> [Task to complete]:
Can the data below be set down again exactly, line for line?

> [Material for this task]:

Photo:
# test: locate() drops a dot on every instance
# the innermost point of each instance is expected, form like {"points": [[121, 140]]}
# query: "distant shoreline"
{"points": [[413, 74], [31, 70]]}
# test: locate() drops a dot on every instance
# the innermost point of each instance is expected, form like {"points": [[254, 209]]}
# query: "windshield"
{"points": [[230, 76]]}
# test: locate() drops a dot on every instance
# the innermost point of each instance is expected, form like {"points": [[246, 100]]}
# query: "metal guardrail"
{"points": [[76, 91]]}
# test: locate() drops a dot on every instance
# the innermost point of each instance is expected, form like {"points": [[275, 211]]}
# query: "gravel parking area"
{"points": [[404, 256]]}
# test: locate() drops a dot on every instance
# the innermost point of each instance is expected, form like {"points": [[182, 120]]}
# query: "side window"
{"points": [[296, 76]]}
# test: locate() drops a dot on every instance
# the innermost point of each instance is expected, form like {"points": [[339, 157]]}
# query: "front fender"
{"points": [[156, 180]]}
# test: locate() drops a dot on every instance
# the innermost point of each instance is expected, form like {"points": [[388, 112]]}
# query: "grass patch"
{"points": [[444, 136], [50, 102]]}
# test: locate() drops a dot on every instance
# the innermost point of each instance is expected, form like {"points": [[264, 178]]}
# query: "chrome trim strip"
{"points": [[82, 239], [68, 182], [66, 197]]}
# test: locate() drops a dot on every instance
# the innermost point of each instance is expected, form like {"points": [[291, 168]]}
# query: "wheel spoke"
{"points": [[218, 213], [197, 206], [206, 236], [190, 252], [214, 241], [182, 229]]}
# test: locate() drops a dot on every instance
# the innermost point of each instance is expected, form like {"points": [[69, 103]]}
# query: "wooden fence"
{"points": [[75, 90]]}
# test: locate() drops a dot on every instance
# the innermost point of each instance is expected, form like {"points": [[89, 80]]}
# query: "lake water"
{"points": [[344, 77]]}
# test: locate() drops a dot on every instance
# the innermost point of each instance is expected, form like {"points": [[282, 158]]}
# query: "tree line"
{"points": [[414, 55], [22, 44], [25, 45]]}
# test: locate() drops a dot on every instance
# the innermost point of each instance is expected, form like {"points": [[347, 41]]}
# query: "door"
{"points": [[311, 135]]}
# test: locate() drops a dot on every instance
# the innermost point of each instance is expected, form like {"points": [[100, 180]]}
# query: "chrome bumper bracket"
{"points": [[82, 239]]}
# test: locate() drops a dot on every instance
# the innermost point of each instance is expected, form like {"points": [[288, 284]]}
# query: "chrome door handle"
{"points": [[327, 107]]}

> [Result of this exercise]:
Photo:
# test: locate() drops a dot on every instance
# the innermost point of each instance is expected, form like {"points": [[121, 140]]}
# query: "distant shoreline"
{"points": [[413, 74], [31, 70]]}
# test: locate() drops a dot on every instance
# the innermost point of each instance is expected, form like {"points": [[254, 209]]}
# query: "windshield"
{"points": [[230, 76]]}
# test: locate() drops a dot on every instance
# the innermost point of each instance is expected, form like {"points": [[246, 100]]}
# query: "metal guardrail"
{"points": [[76, 91]]}
# test: locate() drops a dot on every instance
# the innermost point of each instance is expected, form like {"points": [[275, 211]]}
# query: "gravel parking area"
{"points": [[404, 256]]}
# test: locate() drops a dot on every instance
# the innermost point of each instance is expected, form like {"points": [[182, 120]]}
# query: "side window"
{"points": [[296, 76]]}
# test: locate() drops a dot on every instance
# the innermost point of each instance is expected, form like {"points": [[339, 157]]}
# query: "front fender"
{"points": [[156, 180]]}
# test: locate() drops a dot on every instance
# the innermost point of each instance is expected, form like {"points": [[388, 112]]}
# query: "grass patch"
{"points": [[444, 136], [50, 102]]}
# test: locate() drops a dot on every instance
# the innermost point of each instance is expected, form like {"points": [[264, 178]]}
# query: "chrome trim strip"
{"points": [[82, 239], [68, 182], [66, 197]]}
# test: locate() drops a dot on every instance
# the innermost point of each instance is expected, form like {"points": [[291, 168]]}
# query: "wheel spoke"
{"points": [[218, 213], [197, 206], [206, 236], [190, 252], [214, 241], [182, 229]]}
# test: locate() drops a dot on every instance
# the innermost point of each instance is expected, form like {"points": [[69, 103]]}
# query: "wooden fence"
{"points": [[75, 90]]}
# test: locate() drops a dot on every instance
# the innermost point of each instance is expected, form like {"points": [[89, 80]]}
# query: "lake water"
{"points": [[344, 77]]}
# test: locate() drops a dot on every instance
# the innermost point of each instance is expected, form like {"points": [[282, 158]]}
# query: "tree line"
{"points": [[414, 55], [22, 44], [25, 45]]}
# test: locate() drops a dot on every instance
# the innermost point of each instance is expected, form like {"points": [[347, 41]]}
# query: "door"
{"points": [[311, 135]]}
# test: locate() drops a dot on every instance
# the innermost point of each instance is expected, form like {"points": [[100, 180]]}
# query: "chrome bumper bracket"
{"points": [[82, 239]]}
# test: locate() drops a dot on every instance
# the innermost point of each instance is expected, form like {"points": [[288, 284]]}
# query: "chrome door handle"
{"points": [[327, 107]]}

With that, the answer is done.